§ **Requirement**
Show each row below that contains the word "deck", copying those rows in full.
:: Stored data
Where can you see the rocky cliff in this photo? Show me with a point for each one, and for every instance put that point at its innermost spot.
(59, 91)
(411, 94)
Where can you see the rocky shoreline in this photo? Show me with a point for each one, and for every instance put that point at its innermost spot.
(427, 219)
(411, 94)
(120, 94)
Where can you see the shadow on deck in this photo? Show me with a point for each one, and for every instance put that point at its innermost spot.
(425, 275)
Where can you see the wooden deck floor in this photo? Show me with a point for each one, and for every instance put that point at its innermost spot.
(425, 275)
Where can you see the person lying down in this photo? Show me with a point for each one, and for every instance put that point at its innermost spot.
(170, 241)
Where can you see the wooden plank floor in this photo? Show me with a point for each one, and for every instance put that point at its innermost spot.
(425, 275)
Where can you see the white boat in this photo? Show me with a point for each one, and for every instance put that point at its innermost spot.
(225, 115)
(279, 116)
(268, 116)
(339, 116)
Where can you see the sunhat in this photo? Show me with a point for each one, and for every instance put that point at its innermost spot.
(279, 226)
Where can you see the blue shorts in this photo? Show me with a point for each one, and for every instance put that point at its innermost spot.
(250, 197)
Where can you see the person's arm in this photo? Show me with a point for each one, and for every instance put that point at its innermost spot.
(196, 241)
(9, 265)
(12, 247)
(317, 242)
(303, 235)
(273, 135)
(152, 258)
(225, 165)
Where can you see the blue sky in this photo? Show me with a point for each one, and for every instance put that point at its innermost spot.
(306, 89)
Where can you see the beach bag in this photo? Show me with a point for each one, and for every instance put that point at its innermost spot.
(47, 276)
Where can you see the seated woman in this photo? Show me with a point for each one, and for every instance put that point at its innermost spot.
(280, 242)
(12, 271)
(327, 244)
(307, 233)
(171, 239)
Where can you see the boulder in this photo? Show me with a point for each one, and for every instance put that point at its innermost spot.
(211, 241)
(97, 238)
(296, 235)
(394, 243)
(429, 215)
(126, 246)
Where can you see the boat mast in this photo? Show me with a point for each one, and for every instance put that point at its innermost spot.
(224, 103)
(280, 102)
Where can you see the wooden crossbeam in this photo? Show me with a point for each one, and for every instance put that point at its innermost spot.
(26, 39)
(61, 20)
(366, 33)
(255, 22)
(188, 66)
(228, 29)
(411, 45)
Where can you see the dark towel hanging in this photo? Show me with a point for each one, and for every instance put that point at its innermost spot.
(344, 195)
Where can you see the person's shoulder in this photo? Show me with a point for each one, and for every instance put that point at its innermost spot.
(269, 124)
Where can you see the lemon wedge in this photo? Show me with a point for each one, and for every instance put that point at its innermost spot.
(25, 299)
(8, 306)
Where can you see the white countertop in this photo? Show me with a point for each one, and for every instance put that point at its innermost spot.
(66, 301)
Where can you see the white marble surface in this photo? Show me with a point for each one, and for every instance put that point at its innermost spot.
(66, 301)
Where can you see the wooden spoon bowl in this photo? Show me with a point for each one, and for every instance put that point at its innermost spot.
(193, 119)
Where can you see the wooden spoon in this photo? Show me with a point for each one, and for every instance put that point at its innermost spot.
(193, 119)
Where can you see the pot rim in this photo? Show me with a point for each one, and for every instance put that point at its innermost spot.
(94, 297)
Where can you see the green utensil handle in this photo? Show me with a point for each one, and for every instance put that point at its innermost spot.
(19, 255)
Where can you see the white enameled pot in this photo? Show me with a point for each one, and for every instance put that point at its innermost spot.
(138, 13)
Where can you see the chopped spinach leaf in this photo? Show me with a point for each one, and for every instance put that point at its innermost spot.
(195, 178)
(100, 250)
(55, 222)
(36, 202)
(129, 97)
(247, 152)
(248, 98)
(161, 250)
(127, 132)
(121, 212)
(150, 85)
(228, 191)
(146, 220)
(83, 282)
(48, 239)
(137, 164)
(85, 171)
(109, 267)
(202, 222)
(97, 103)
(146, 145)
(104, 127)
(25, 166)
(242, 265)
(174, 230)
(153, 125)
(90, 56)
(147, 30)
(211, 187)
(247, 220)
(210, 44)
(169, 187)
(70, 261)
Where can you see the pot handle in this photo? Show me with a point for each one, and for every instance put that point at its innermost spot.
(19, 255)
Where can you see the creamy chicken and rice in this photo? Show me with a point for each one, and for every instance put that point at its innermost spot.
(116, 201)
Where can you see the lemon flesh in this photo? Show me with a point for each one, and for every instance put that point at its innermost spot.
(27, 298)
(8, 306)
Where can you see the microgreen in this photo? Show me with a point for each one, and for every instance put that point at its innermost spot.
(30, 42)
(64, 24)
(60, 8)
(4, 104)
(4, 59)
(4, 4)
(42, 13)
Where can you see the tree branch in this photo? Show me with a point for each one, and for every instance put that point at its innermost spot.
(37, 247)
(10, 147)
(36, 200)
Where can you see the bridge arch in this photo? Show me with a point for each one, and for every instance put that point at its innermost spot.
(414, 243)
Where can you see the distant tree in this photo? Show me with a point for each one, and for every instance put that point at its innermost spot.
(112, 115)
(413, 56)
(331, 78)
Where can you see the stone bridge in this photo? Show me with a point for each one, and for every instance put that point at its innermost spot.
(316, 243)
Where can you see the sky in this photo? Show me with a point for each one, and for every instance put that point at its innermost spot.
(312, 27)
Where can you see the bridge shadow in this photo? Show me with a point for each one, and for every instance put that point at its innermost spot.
::::
:: Stored data
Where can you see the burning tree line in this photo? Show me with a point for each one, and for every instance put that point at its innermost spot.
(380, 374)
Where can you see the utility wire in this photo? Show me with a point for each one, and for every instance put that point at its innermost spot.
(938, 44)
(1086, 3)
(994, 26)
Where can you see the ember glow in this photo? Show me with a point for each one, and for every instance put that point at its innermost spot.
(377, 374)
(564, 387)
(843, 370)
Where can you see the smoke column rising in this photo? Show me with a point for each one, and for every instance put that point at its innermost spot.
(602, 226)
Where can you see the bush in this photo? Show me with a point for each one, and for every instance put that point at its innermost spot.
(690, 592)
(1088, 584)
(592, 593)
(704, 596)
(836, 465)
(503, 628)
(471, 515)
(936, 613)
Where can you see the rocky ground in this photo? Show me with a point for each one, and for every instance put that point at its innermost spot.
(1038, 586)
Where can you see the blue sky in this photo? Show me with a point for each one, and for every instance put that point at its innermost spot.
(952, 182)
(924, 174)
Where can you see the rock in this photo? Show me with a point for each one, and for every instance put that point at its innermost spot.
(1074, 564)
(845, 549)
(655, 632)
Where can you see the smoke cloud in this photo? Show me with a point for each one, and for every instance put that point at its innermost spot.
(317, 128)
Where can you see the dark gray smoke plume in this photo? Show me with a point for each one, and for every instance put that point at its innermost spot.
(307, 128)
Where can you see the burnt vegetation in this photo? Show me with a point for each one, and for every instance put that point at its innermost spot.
::::
§ **Reply to the task**
Where can you see the shadow on deck in this photo? Show me with a point for each one, and for every instance put that point at its innermost spot.
Where can you see the wooden deck floor in this photo? Show me with a point for each one, and for every instance put that point at its innermost spot.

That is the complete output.